→ Excerpt:
We are going to use google's [Vertex AI](https://cloud.google.com/vertex-ai) to train an object tracking model and integrate it with the [SuperAnnotate](https://www.superannotate.com/) platform.

We will be using Kaggle's [soccer track](https://www.kaggle.com/datasets/atomscott/soccertrack) dataset. We will only use the videos taken from the top view. The steps we will cover are the following: 
1. Download and convert data to google cloud's [format](https://cloud.google.com/vertex-ai/docs/video-data/object-tracking/prepare-data?authuser=1#csv) 
2. Setup our GCP. 
3. Train an object tracking model.
4. Run predictions.
5. Convert the predictions to [superannote video format](https://doc.superannotate.com/docs/import-video-json)
6. Upload conversions and verify them on SuperAnnotate platform

# 2. Downloading and Preparing train/test data

Download the kaggle dataset and extract the "top view" folder so that you have the videos and annotations in one place. The videos folder contains the input videos. I have renamed the "annotations" folder to "input_annotations" and created an "output_annotations" folder. The latter is where we will store annotations in GCP acceptable format

In [None]:
# To setup your environment 
!pip install google-cloud-storage==2.7.0
!pip install google-cloud-aiplatform==1.20.0
!pip install google-cloud-core==2.3.2
!pip install google-cloud-resource-manager==1.7.0
!pip install pandas==1.4.2
!pip install superannotate==4.4.8

![image.png](attachment:image.png)

In [None]:
from random import random
from pathlib import Path
from tqdm import tqdm
import pandas as pd
import csv
import cv2

In [None]:
VIDEO_BUCKET = "object_tracking_bucket" # We will store videos here
ANNOTATIONS_BUCKET  = "object_tracking_annotations" # We will store annotations here
LOCATION="us-central1" 

# The column names of the input csv-s map to these ids.
TEAM_1_LABELS = [f"team_1_player_{i}" for i in [1, 10, 11, 2, 3, 4, 5, 6, 7, 8, 9]]
TEAM_2_LABELS = [f"team_2_player_{i}" for i in [1, 10, 11, 2, 3, 4, 5, 6, 7, 8, 9]]
FULL_LABELS = [*TEAM_1_LABELS, *TEAM_2_LABELS, "Ball"]

In [None]:
def get_video_dimensions(file_path):
    vid = cv2.VideoCapture(file_path)
    h = vid.get(cv2.CAP_PROP_FRAME_HEIGHT)
    w = vid.get(cv2.CAP_PROP_FRAME_WIDTH)
    return h, w

In [None]:
def make_bbox(top_x, top_y, width, height, video_h, video_w):
    # GCP expects the bounding box to be of the format: 
    # top_left_x, top_left_y, top_left_x, top_right_y
    # bottom_left_x, bottom_left_y, bottom_right_x, bottom_right_y 
    # normalized relative to the height and width of the video.

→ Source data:
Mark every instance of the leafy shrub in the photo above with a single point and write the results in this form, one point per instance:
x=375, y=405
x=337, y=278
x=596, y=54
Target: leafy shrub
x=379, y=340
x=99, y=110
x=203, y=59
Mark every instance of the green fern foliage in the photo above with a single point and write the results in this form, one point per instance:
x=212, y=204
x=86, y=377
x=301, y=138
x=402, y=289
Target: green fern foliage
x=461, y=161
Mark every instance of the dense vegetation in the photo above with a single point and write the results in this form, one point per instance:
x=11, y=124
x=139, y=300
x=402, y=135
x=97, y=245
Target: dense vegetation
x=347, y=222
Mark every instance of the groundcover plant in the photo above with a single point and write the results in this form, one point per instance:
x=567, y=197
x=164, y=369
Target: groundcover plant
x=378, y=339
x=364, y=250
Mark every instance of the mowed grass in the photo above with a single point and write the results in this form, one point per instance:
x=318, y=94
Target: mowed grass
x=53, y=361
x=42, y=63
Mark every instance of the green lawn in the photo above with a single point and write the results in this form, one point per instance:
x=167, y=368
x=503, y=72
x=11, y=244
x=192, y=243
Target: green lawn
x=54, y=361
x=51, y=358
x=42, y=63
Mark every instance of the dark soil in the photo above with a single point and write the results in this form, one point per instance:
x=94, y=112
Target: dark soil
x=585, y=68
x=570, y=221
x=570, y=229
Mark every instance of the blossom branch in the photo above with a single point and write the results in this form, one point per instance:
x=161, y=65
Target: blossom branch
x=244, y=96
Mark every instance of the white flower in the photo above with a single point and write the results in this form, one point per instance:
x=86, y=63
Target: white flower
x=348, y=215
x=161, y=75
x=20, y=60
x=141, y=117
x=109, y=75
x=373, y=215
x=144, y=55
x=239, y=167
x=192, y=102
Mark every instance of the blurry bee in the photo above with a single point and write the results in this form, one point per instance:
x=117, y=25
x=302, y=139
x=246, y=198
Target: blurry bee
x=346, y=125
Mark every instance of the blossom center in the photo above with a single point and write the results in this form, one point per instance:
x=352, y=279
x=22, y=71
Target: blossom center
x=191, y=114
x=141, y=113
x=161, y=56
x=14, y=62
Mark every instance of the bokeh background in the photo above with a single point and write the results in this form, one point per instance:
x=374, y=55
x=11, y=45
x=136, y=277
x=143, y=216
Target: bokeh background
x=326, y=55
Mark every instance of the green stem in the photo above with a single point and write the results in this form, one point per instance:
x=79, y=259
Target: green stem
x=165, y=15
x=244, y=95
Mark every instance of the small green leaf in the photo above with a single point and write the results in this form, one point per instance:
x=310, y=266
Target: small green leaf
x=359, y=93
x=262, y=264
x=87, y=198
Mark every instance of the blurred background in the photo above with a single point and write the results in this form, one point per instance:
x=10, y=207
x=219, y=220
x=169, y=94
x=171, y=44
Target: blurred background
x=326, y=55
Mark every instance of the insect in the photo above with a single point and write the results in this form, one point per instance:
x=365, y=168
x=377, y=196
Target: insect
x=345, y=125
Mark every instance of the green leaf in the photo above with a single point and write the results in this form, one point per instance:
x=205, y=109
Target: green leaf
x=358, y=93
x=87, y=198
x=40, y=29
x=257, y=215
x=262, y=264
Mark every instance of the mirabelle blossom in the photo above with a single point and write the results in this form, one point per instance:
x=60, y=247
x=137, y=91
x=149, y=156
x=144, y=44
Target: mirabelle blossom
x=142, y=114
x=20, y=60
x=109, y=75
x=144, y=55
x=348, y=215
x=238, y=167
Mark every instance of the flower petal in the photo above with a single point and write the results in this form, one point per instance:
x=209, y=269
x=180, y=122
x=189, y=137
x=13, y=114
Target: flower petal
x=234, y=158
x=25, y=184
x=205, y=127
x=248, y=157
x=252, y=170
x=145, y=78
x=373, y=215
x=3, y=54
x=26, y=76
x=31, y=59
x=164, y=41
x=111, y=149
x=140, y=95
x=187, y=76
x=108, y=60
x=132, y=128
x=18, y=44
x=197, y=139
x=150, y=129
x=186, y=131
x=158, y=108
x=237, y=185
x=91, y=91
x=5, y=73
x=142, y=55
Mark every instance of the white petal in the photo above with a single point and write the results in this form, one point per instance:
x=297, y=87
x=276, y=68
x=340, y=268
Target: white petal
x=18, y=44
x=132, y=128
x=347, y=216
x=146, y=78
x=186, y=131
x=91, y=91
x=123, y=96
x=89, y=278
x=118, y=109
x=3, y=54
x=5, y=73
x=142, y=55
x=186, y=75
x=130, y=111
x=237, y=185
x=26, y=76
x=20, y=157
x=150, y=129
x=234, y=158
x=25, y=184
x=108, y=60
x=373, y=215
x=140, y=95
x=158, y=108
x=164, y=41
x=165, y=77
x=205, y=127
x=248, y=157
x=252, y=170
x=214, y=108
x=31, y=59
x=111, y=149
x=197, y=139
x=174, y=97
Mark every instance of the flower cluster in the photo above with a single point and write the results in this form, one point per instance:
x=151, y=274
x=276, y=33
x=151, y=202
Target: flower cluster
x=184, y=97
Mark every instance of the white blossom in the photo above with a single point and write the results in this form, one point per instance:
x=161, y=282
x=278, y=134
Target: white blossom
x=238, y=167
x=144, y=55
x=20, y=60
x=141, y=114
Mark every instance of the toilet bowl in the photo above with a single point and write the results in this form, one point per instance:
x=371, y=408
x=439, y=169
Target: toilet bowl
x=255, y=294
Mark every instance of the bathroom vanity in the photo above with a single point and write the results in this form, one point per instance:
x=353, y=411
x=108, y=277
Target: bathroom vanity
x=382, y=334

...

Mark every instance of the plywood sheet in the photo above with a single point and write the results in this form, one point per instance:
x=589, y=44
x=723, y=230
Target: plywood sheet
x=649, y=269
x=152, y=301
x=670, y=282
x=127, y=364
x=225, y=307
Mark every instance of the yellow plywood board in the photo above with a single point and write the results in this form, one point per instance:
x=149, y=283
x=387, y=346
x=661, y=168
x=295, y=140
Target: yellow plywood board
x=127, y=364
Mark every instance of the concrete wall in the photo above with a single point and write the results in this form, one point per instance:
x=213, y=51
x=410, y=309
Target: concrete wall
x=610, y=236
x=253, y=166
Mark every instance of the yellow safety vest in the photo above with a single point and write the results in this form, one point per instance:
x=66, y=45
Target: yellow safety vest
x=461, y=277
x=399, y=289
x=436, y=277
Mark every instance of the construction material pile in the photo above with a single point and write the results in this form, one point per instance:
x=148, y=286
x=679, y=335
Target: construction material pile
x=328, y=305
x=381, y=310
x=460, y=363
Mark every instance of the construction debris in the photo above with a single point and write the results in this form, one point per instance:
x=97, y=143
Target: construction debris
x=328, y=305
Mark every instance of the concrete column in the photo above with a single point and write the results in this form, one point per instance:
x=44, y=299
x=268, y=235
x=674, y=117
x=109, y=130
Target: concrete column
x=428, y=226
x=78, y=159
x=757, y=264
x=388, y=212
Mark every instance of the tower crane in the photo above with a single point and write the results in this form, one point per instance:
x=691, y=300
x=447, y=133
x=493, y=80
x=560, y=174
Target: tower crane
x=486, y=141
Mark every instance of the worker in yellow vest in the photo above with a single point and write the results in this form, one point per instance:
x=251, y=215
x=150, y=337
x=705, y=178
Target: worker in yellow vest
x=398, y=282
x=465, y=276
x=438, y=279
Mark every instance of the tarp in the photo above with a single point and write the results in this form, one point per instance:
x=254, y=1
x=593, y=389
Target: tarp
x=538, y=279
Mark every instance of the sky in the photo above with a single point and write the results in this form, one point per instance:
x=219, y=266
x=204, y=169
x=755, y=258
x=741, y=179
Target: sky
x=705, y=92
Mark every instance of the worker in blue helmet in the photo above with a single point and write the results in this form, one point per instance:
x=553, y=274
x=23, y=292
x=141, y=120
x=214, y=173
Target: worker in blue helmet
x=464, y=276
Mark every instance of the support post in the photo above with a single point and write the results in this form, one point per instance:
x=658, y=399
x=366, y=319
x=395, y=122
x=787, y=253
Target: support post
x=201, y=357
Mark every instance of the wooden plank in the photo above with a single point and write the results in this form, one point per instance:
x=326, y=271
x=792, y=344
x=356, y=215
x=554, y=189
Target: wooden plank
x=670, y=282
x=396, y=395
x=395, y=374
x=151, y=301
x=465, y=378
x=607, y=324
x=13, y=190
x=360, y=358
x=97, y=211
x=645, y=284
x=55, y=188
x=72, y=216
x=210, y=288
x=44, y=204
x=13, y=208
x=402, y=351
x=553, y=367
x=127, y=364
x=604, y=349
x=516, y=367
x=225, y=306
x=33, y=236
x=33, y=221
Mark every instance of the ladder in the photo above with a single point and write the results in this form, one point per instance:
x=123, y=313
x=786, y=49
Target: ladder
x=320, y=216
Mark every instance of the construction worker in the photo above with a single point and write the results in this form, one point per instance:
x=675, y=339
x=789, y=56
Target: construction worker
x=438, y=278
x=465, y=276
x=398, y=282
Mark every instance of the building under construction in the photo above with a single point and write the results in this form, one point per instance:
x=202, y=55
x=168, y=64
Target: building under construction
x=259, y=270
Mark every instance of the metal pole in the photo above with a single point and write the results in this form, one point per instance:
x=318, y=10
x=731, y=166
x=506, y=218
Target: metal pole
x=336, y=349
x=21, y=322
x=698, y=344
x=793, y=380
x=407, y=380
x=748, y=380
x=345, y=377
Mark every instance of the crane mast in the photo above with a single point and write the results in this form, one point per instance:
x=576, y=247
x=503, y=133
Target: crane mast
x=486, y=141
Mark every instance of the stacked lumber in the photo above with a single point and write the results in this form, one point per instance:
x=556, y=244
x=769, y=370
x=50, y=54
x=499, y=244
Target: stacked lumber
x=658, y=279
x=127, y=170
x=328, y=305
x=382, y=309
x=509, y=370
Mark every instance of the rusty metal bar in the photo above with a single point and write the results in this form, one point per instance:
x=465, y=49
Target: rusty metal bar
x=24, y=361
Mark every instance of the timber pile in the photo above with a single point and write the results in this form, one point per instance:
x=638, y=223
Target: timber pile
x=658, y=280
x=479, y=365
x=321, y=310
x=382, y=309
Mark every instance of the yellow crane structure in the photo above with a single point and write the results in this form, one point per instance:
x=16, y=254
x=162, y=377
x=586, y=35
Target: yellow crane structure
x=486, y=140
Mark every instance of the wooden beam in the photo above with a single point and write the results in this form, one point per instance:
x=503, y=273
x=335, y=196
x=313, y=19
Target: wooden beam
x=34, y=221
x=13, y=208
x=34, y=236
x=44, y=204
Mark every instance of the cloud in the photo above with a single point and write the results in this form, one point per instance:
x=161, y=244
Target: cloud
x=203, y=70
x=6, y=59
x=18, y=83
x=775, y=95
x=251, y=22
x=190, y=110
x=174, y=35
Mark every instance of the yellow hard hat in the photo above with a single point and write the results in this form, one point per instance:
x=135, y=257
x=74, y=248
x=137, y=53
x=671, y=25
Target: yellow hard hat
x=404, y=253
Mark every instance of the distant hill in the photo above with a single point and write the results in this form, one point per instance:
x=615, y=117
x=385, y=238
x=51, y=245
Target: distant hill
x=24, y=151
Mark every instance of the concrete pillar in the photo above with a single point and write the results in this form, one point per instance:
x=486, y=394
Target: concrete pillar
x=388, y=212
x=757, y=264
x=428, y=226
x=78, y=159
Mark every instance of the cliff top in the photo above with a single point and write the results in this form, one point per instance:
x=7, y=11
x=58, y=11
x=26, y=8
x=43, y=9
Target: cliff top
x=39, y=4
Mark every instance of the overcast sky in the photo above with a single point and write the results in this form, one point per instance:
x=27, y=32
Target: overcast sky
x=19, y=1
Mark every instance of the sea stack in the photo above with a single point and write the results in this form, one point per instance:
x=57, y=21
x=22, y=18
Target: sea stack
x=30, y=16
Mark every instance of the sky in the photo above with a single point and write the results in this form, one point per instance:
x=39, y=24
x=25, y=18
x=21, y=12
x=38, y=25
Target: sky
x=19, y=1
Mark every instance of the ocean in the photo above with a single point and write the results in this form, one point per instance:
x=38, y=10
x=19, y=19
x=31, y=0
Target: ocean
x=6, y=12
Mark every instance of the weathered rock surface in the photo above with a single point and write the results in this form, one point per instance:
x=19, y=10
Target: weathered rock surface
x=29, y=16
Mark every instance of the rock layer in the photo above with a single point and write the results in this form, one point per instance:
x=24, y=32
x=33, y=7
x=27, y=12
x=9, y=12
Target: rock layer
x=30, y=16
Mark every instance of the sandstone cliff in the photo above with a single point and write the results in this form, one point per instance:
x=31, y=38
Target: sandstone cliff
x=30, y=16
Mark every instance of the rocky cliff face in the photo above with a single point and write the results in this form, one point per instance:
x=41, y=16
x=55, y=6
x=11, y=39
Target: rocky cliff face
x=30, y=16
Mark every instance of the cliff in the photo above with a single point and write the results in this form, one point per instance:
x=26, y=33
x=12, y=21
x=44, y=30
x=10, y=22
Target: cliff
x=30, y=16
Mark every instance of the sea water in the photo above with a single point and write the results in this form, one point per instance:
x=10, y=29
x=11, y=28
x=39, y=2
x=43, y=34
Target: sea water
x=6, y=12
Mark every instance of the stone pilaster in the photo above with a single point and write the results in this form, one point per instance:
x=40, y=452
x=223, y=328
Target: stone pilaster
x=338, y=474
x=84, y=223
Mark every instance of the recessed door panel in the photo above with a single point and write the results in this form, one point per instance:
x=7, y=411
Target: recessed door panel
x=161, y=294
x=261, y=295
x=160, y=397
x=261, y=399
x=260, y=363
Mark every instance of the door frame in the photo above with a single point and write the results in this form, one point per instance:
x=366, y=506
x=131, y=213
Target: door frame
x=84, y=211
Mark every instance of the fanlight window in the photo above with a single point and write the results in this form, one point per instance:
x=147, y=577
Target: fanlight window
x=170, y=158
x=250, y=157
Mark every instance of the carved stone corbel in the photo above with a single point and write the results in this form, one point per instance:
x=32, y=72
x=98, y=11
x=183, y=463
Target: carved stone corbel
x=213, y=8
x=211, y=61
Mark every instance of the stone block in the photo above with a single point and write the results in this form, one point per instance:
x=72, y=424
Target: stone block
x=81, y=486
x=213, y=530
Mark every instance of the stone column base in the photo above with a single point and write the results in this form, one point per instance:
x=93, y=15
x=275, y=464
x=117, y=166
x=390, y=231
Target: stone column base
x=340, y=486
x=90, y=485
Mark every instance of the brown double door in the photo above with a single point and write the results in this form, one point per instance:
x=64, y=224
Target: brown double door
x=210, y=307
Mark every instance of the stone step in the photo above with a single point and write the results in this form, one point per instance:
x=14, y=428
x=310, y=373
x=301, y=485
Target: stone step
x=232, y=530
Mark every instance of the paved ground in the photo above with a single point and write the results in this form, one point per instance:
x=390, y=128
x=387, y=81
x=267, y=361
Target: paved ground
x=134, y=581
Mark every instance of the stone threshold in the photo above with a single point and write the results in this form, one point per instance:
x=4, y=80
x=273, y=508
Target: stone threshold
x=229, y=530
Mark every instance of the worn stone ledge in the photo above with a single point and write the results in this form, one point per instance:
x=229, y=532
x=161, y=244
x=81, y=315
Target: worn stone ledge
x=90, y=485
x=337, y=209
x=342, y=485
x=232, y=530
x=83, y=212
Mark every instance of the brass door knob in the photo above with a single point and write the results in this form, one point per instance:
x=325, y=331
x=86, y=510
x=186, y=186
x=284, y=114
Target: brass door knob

→ Actions to take:
1. Pick out every row of the source data that contains the word "vegetation" and copy each one.
2. Extend the Vertex AI object tracking tutorial, starting right after its last line.

→ Responses by task:
1.
Mark every instance of the dense vegetation in the photo above with a single point and write the results in this form, one point per instance:
Target: dense vegetation

2.
    bbox = [
        top_x / video_w,
        top_y / video_h,
        (top_x+width) / video_w,
        top_y / video_h,
        (top_x+width) / video_w,
        (top_y+height) / video_h,
        top_x / video_w,
        (top_y + height)/video_h
    ]
    return bbox

In [None]:
def convert_single_row(frame, row:pd.Series, csv_name = None)->list:
    video_name = Path(csv_name).stem+'.mp4'
    gcloud_url = f"gs://{VIDEO_BUCKET}/{video_name}" 
    timestamp = round(frame / 30, 4)
    rows = []
    video_h, video_w = get_video_dimensions(f"./data/videos/{video_name}")
    for idx, label in enumerate(FULL_LABELS):
        top_x = float(row[idx * 4])
        top_y = float(row[idx * 4 + 1])
        width = float(row[idx * 4 + 2])
        height = float(row[idx*4+3])
        
        split_decider = random()
        ml_use = "TRAINING" if split_decider > 0.2 else "TEST"
        bbox = make_bbox(top_x, top_y, width, height, video_h, video_w)
        
        new_row = [ml_use, gcloud_url, label, idx, timestamp, *bbox]
        rows.append(new_row)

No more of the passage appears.